- _Work to complete_
Copy the entries from the start through the line containing "[(159, 75), (159, 70), (152, 70), (152, 74)]", inclusive, with "sunglasses" renamed to "eyeglasses" and nothing else changed. Leave out the pictures.

- _Entries from a data source_
-----

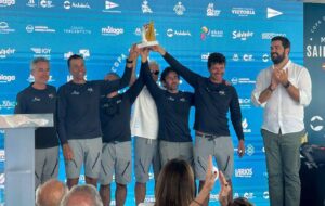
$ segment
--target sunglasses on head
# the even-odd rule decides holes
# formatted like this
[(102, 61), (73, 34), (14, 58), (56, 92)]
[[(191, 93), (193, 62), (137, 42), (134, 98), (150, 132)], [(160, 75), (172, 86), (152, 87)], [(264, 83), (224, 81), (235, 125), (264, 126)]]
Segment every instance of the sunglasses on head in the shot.
[(159, 75), (159, 70), (152, 70), (152, 74)]

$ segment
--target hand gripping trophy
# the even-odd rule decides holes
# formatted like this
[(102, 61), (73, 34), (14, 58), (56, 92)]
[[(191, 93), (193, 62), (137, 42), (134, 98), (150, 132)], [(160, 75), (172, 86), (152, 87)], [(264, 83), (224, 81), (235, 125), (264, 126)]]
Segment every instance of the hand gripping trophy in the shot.
[(154, 28), (154, 22), (142, 26), (142, 42), (138, 44), (138, 48), (145, 48), (151, 46), (157, 46), (156, 33)]

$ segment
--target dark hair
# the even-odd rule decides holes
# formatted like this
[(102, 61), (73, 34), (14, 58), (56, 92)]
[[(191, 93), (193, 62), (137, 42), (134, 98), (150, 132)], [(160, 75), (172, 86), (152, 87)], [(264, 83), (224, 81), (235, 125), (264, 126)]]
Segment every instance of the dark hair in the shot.
[(237, 197), (233, 201), (231, 206), (252, 206), (252, 204), (245, 197)]
[(73, 55), (68, 59), (68, 61), (67, 61), (68, 67), (70, 67), (70, 62), (72, 62), (72, 60), (78, 60), (78, 59), (83, 60), (82, 55), (79, 55), (79, 54), (73, 54)]
[(222, 53), (211, 53), (208, 57), (208, 68), (213, 64), (225, 64), (225, 56)]
[(155, 206), (188, 206), (194, 199), (194, 175), (183, 159), (172, 159), (161, 169), (156, 184)]
[(160, 80), (161, 80), (161, 81), (166, 81), (167, 75), (168, 75), (169, 73), (171, 73), (171, 72), (174, 72), (174, 73), (177, 74), (178, 78), (180, 78), (179, 73), (176, 72), (172, 67), (168, 66), (168, 67), (166, 67), (165, 70), (161, 73)]
[(282, 42), (282, 46), (284, 47), (284, 49), (287, 49), (287, 48), (290, 48), (291, 47), (291, 43), (290, 43), (290, 40), (286, 37), (283, 37), (283, 36), (275, 36), (271, 39), (271, 42), (273, 41), (281, 41)]
[(40, 56), (40, 57), (36, 57), (31, 62), (30, 62), (30, 70), (34, 70), (35, 69), (35, 65), (39, 62), (46, 62), (50, 65), (50, 61), (43, 56)]

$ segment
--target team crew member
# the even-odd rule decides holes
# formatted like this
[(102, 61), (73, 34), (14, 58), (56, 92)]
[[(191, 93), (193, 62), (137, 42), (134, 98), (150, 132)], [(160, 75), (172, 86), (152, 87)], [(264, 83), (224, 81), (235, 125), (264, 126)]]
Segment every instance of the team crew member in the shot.
[(86, 182), (96, 185), (102, 151), (100, 123), (101, 92), (128, 86), (132, 64), (127, 64), (121, 79), (87, 81), (83, 57), (72, 55), (68, 68), (73, 80), (58, 89), (58, 137), (63, 145), (67, 185), (78, 184), (82, 163)]
[[(151, 61), (148, 66), (153, 79), (157, 81), (159, 65)], [(135, 69), (133, 70), (133, 77), (135, 79)], [(136, 181), (134, 191), (135, 203), (139, 205), (145, 199), (146, 182), (150, 179), (151, 165), (153, 166), (155, 180), (157, 180), (161, 167), (157, 140), (157, 107), (146, 86), (143, 87), (134, 102), (131, 133), (134, 136), (134, 172)]]
[[(238, 155), (244, 155), (244, 133), (242, 127), (242, 112), (238, 95), (234, 87), (223, 79), (225, 57), (221, 53), (211, 53), (208, 57), (210, 76), (203, 77), (183, 66), (160, 46), (154, 46), (164, 59), (176, 69), (195, 90), (195, 123), (196, 130), (194, 163), (195, 175), (199, 180), (199, 189), (205, 181), (208, 155), (217, 159), (218, 168), (225, 175), (231, 184), (234, 170), (234, 147), (227, 125), (227, 111), (238, 138)], [(232, 198), (232, 196), (231, 196)], [(208, 199), (205, 204), (207, 204)]]
[(56, 178), (58, 171), (58, 139), (56, 133), (56, 89), (47, 85), (50, 63), (44, 57), (31, 61), (30, 73), (35, 81), (17, 94), (15, 114), (53, 114), (54, 127), (35, 131), (35, 189)]
[[(136, 55), (135, 47), (132, 55)], [(134, 60), (135, 57), (132, 56)], [(130, 60), (127, 60), (130, 62)], [(146, 61), (146, 59), (145, 59)], [(143, 67), (142, 64), (141, 67)], [(141, 68), (142, 70), (142, 68)], [(142, 72), (141, 72), (142, 73)], [(119, 79), (115, 73), (108, 74), (106, 80)], [(144, 83), (142, 75), (125, 93), (117, 91), (105, 93), (101, 99), (101, 124), (103, 131), (102, 167), (100, 172), (100, 194), (103, 204), (110, 204), (110, 182), (115, 172), (116, 205), (125, 205), (127, 184), (131, 181), (131, 106)]]
[(191, 92), (179, 91), (179, 75), (172, 67), (167, 67), (161, 74), (165, 89), (157, 86), (150, 69), (145, 69), (145, 82), (154, 98), (159, 117), (159, 151), (161, 165), (173, 158), (193, 163), (192, 137), (188, 128), (188, 115), (194, 104)]

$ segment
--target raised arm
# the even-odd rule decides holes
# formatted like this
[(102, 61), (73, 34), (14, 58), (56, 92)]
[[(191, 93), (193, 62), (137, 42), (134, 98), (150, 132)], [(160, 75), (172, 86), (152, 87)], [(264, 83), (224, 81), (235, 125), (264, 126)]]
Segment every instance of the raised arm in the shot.
[(128, 89), (128, 91), (127, 91), (127, 95), (129, 95), (131, 104), (133, 104), (133, 102), (135, 101), (139, 93), (142, 91), (142, 89), (144, 87), (143, 67), (144, 67), (144, 64), (141, 63), (140, 76), (134, 81), (134, 83), (130, 87), (130, 89)]
[(25, 103), (25, 99), (23, 98), (22, 93), (17, 94), (16, 98), (16, 106), (15, 106), (15, 114), (25, 114), (26, 113), (26, 103)]
[(130, 50), (129, 57), (126, 61), (127, 64), (126, 64), (125, 73), (120, 79), (116, 79), (113, 81), (104, 81), (104, 80), (100, 81), (101, 88), (105, 93), (110, 93), (113, 91), (120, 90), (130, 85), (130, 78), (132, 76), (134, 61), (139, 55), (139, 52), (134, 48), (135, 46), (133, 46)]
[(132, 56), (129, 57), (129, 60), (133, 60), (133, 68), (132, 68), (132, 75), (131, 75), (131, 79), (130, 79), (130, 83), (129, 86), (131, 87), (135, 80), (136, 80), (136, 61), (138, 61), (138, 56), (140, 55), (140, 50), (138, 49), (136, 44), (133, 44), (131, 47), (131, 50), (130, 50), (130, 54), (132, 53)]
[(164, 50), (160, 46), (152, 47), (153, 51), (156, 51), (162, 55), (166, 62), (176, 69), (192, 87), (196, 87), (198, 83), (198, 79), (203, 78), (200, 75), (192, 72), (190, 68), (182, 65), (179, 61), (177, 61), (172, 55)]
[(74, 158), (74, 152), (68, 144), (66, 136), (66, 111), (67, 103), (65, 99), (65, 92), (62, 88), (60, 88), (57, 91), (57, 134), (63, 149), (64, 158), (67, 160), (72, 160)]
[(143, 67), (143, 79), (154, 100), (158, 100), (162, 96), (164, 90), (160, 89), (159, 86), (157, 86), (156, 81), (152, 77), (152, 73), (147, 62), (147, 56), (148, 49), (143, 49), (141, 51), (141, 67)]
[(244, 146), (244, 132), (242, 126), (242, 111), (238, 101), (238, 94), (235, 89), (233, 90), (233, 98), (230, 103), (230, 112), (231, 112), (231, 120), (239, 141), (237, 153), (239, 157), (243, 157), (245, 154), (245, 146)]

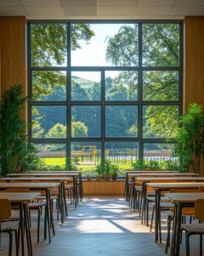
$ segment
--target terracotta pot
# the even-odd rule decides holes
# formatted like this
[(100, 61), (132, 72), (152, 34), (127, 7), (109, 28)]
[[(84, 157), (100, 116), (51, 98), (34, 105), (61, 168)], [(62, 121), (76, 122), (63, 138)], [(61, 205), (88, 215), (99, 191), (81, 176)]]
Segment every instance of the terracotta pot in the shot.
[(100, 178), (101, 178), (100, 175), (95, 175), (95, 179), (96, 180), (100, 180)]
[(117, 178), (117, 174), (111, 174), (112, 180), (116, 180)]
[(110, 180), (110, 174), (105, 174), (104, 177), (105, 180)]

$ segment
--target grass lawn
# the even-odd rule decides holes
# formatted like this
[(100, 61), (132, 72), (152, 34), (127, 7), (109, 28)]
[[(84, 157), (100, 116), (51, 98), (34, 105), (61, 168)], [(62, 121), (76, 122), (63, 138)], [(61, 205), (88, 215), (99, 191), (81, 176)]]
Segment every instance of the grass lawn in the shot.
[[(42, 163), (46, 166), (59, 166), (62, 169), (65, 166), (65, 158), (41, 158)], [(118, 164), (121, 170), (126, 170), (131, 168), (131, 161), (127, 160), (127, 164)], [(79, 169), (84, 172), (93, 172), (95, 169), (96, 165), (94, 164), (80, 164)]]

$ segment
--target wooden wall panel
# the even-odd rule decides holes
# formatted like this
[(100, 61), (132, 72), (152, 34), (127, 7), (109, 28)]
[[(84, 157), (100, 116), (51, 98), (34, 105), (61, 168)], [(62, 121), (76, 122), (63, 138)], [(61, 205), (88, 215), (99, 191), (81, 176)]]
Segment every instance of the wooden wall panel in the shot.
[(123, 195), (125, 181), (83, 181), (85, 195)]
[(185, 17), (184, 24), (184, 109), (204, 107), (204, 17)]
[[(24, 85), (27, 95), (26, 19), (0, 17), (1, 91), (14, 84)], [(26, 116), (25, 108), (24, 115)]]

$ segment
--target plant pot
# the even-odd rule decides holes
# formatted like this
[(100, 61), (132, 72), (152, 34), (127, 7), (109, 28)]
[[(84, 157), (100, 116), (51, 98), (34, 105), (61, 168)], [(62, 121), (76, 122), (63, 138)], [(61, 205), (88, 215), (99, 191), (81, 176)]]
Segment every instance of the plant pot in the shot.
[(100, 180), (101, 178), (101, 176), (100, 175), (95, 175), (95, 179), (96, 180)]
[(110, 174), (105, 174), (105, 175), (104, 175), (104, 178), (105, 178), (105, 180), (110, 180)]
[(116, 180), (117, 179), (117, 174), (111, 174), (112, 180)]

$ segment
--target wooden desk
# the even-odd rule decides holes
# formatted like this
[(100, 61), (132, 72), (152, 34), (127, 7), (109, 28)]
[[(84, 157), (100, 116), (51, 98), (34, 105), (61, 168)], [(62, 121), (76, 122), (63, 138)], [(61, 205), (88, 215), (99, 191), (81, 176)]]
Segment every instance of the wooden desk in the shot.
[[(49, 243), (51, 243), (50, 224), (53, 234), (55, 235), (53, 211), (51, 207), (50, 189), (59, 188), (59, 183), (0, 183), (0, 190), (7, 189), (29, 189), (31, 190), (45, 191), (46, 193), (46, 211), (48, 216), (48, 230)], [(47, 229), (45, 229), (44, 239), (47, 238)]]
[(58, 182), (60, 183), (60, 193), (59, 206), (61, 212), (61, 222), (64, 223), (65, 217), (68, 216), (68, 209), (66, 205), (65, 182), (72, 180), (68, 177), (2, 177), (1, 182)]
[(155, 241), (158, 241), (159, 237), (159, 209), (161, 195), (163, 191), (170, 189), (199, 189), (204, 186), (204, 183), (147, 183), (151, 189), (156, 190), (156, 214), (155, 214)]
[(26, 232), (28, 256), (32, 256), (31, 236), (29, 227), (29, 211), (27, 205), (39, 196), (39, 195), (40, 193), (0, 193), (0, 199), (8, 199), (11, 203), (17, 203), (20, 206), (19, 234), (20, 234), (20, 237), (19, 237), (18, 242), (20, 247), (20, 239), (21, 238), (22, 256), (25, 255), (24, 228), (26, 228)]
[(77, 189), (77, 183), (78, 178), (80, 182), (80, 201), (82, 200), (83, 197), (83, 192), (82, 192), (82, 174), (77, 172), (65, 172), (65, 173), (48, 173), (48, 172), (25, 172), (25, 173), (9, 173), (7, 175), (8, 177), (71, 177), (73, 179), (73, 191), (74, 191), (74, 201), (75, 201), (75, 207), (76, 207), (76, 205), (78, 203), (78, 189)]
[(179, 256), (182, 209), (193, 207), (198, 199), (204, 200), (204, 193), (167, 193), (164, 195), (175, 206), (171, 256)]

-----

- _Solved problem_
$ segment
--target eyeglasses on head
# the even-odd rule decides holes
# formatted like this
[(102, 61), (73, 34), (14, 58), (56, 92)]
[[(191, 93), (193, 62), (137, 42), (134, 98), (150, 132)], [(160, 75), (172, 86), (152, 87)], [(264, 83), (224, 81), (235, 125), (264, 126)]]
Segment every instance of the eyeglasses on head in the shot.
[(159, 75), (159, 70), (152, 70), (152, 74)]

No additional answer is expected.